**Set task**
Only the lines from the one holding "Where can the dog's front leg" to the end of the data should be echoed, exactly as they appear, minus the pictures.

Excerpts of pointing data:

· · ·

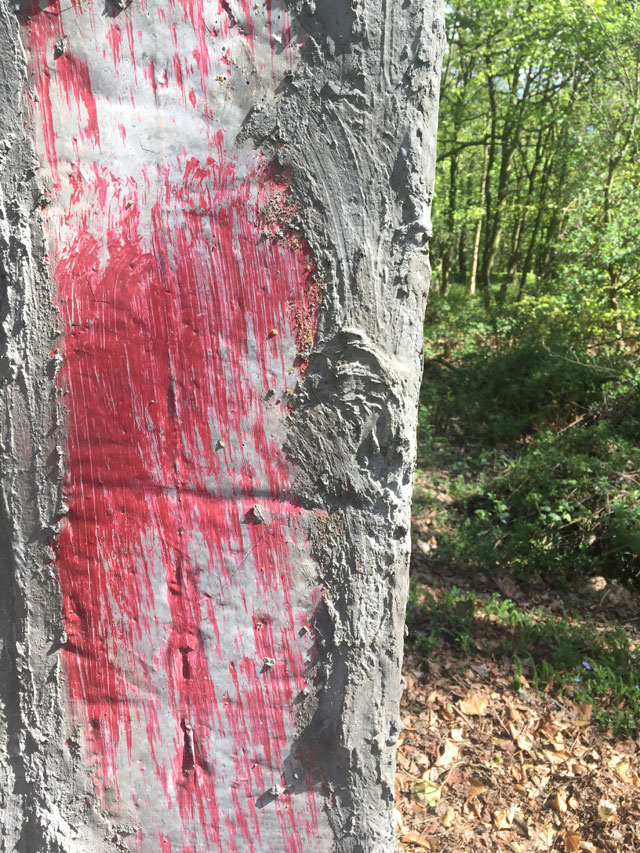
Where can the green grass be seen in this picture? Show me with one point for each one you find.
(568, 654)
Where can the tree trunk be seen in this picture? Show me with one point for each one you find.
(213, 250)
(478, 232)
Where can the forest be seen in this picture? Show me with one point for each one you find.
(526, 553)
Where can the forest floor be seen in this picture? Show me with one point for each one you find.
(499, 751)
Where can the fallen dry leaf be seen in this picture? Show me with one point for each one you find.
(414, 837)
(449, 754)
(504, 820)
(606, 810)
(571, 842)
(558, 802)
(449, 817)
(427, 791)
(473, 705)
(477, 787)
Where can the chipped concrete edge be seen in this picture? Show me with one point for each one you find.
(355, 128)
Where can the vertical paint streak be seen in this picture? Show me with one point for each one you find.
(183, 305)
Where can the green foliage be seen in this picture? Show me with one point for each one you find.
(542, 455)
(574, 656)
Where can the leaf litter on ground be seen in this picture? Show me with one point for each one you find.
(488, 760)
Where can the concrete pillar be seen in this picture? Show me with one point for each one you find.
(214, 221)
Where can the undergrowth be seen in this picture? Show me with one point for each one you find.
(563, 653)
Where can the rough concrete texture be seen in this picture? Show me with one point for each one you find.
(214, 221)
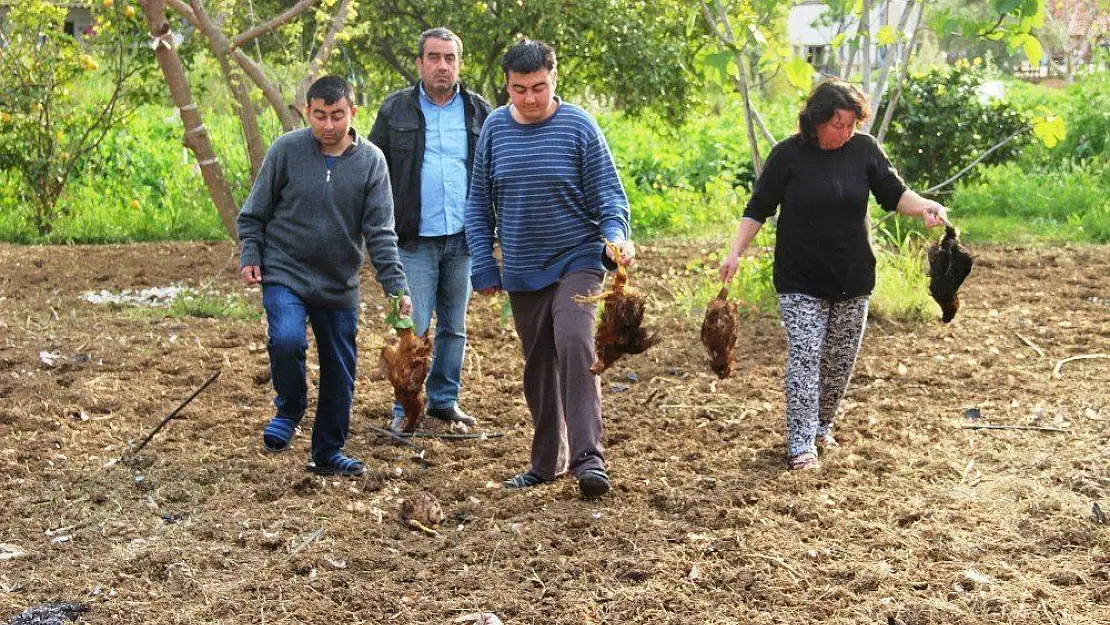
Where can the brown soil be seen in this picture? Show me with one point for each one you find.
(912, 520)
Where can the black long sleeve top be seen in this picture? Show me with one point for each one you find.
(823, 245)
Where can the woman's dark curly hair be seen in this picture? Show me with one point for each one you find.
(825, 101)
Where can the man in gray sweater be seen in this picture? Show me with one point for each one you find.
(323, 191)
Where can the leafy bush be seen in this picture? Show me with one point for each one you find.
(51, 116)
(1085, 107)
(1021, 202)
(940, 124)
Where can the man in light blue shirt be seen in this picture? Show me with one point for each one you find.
(427, 133)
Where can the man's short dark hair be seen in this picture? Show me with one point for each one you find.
(528, 56)
(439, 32)
(828, 98)
(330, 89)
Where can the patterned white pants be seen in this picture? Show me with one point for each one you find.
(823, 340)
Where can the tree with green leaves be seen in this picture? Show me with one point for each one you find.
(57, 100)
(633, 54)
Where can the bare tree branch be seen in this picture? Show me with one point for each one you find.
(865, 29)
(723, 30)
(982, 157)
(241, 94)
(901, 77)
(321, 58)
(876, 94)
(197, 138)
(273, 24)
(271, 91)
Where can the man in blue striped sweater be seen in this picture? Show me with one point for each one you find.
(545, 188)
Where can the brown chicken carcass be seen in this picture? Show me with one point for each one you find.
(621, 330)
(949, 264)
(718, 333)
(422, 507)
(406, 363)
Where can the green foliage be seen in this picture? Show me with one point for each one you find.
(1016, 202)
(141, 184)
(1000, 28)
(1086, 107)
(635, 54)
(752, 288)
(940, 124)
(688, 179)
(49, 124)
(208, 304)
(901, 281)
(1096, 223)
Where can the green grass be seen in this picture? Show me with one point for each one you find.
(202, 304)
(901, 284)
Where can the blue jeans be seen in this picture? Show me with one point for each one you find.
(439, 273)
(334, 330)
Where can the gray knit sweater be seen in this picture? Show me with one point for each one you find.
(304, 224)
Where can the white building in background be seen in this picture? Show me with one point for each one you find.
(813, 39)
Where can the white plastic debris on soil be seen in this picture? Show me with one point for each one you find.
(155, 296)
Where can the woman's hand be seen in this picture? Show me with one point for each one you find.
(622, 253)
(934, 213)
(728, 268)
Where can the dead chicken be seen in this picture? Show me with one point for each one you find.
(718, 333)
(621, 329)
(422, 507)
(422, 512)
(949, 264)
(406, 364)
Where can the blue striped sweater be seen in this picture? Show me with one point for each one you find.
(548, 192)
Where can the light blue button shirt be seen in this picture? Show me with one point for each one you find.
(443, 174)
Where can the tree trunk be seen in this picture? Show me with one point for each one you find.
(880, 86)
(901, 77)
(270, 90)
(718, 23)
(197, 138)
(865, 29)
(240, 92)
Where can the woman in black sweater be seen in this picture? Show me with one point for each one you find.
(824, 263)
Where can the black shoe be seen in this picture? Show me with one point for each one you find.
(452, 413)
(522, 481)
(593, 483)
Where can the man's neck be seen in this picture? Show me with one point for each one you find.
(337, 150)
(440, 98)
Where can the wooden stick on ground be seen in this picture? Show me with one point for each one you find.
(1056, 370)
(1033, 427)
(452, 435)
(396, 437)
(417, 525)
(170, 417)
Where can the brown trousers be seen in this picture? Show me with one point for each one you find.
(564, 397)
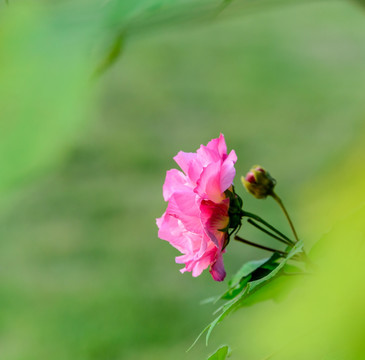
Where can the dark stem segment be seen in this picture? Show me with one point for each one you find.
(278, 200)
(238, 238)
(262, 221)
(286, 242)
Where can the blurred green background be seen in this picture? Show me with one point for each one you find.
(83, 159)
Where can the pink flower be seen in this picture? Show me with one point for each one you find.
(197, 208)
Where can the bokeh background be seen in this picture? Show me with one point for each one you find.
(83, 159)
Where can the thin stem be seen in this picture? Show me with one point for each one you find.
(238, 238)
(262, 221)
(278, 200)
(269, 233)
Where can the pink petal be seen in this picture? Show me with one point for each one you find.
(219, 146)
(215, 218)
(209, 184)
(185, 207)
(228, 172)
(184, 159)
(217, 269)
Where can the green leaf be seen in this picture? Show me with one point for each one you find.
(221, 354)
(273, 271)
(114, 53)
(246, 269)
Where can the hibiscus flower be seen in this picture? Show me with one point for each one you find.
(196, 218)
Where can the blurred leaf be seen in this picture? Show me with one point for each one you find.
(116, 50)
(272, 271)
(42, 92)
(221, 354)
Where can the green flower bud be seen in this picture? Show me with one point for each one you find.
(258, 182)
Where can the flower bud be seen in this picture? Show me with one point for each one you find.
(258, 182)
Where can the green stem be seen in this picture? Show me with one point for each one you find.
(278, 200)
(262, 221)
(238, 238)
(269, 233)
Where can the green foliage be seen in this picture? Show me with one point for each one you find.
(221, 354)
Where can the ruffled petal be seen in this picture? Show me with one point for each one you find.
(217, 268)
(175, 181)
(184, 159)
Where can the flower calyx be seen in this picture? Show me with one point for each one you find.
(259, 182)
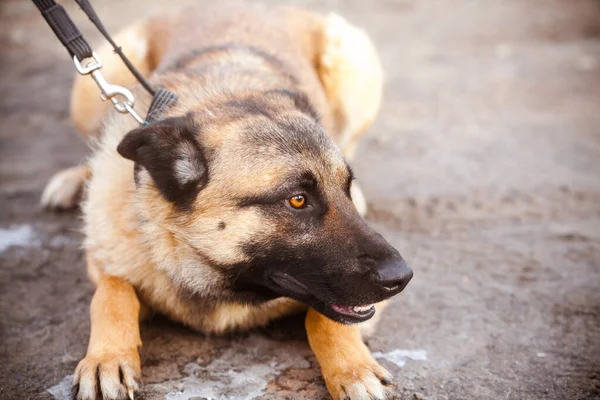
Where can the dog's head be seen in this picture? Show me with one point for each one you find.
(253, 194)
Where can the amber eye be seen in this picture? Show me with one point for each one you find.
(297, 202)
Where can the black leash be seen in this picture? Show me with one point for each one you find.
(68, 34)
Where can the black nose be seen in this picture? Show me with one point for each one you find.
(394, 273)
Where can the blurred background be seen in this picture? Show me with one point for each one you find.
(483, 168)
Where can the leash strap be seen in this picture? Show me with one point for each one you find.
(64, 28)
(89, 11)
(68, 34)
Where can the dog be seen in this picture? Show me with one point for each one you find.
(238, 205)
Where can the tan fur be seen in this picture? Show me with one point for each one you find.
(140, 246)
(112, 360)
(349, 369)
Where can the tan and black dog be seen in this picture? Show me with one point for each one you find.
(237, 207)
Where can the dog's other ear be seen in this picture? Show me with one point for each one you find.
(170, 153)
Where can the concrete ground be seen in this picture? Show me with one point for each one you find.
(483, 169)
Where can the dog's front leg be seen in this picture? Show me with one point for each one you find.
(111, 369)
(349, 369)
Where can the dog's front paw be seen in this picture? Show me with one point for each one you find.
(366, 381)
(107, 376)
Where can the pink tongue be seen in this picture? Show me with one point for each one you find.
(343, 309)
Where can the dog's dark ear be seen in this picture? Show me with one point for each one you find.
(170, 153)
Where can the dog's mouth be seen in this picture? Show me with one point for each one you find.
(288, 286)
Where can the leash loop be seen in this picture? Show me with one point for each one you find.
(121, 97)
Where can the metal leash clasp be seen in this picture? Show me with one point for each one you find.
(121, 97)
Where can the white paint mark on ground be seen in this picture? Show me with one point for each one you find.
(17, 235)
(62, 390)
(399, 357)
(241, 372)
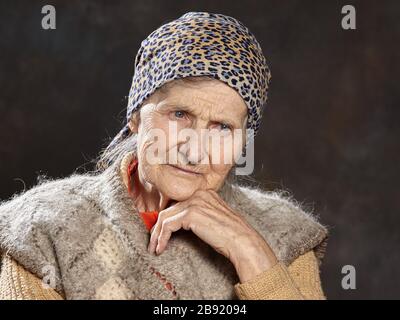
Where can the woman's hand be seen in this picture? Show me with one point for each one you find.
(213, 221)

· · ·

**Complete answer**
Where can the dog's front leg be seen in this picture? Show me with one point for each one you find.
(111, 369)
(349, 369)
Where can the dog's front paw be seen in this picture? Show me with one point for each one you find.
(366, 381)
(107, 376)
Where can the pink tongue be seen in this picture? Show me with one point for each one you find.
(343, 309)
Where can the dog's dark ear be seen in this picture? Show me with one point for each one you find.
(170, 153)
Where can the dog's mouth be seen in this picture? Show me with one point for each one you find.
(288, 286)
Where can the leash loop be seen in this picture? Show me with one point for each one you find.
(121, 97)
Where can the metal leash clasp be seen in this picture? Show me with one point for each one you find.
(121, 97)
Where can the white paint mark on ground be seen in this picture? Show me with one point for each one you find.
(17, 235)
(62, 390)
(399, 357)
(241, 372)
Where can the woman's hand be seen in this picture? Show me with one point for each one you find.
(213, 221)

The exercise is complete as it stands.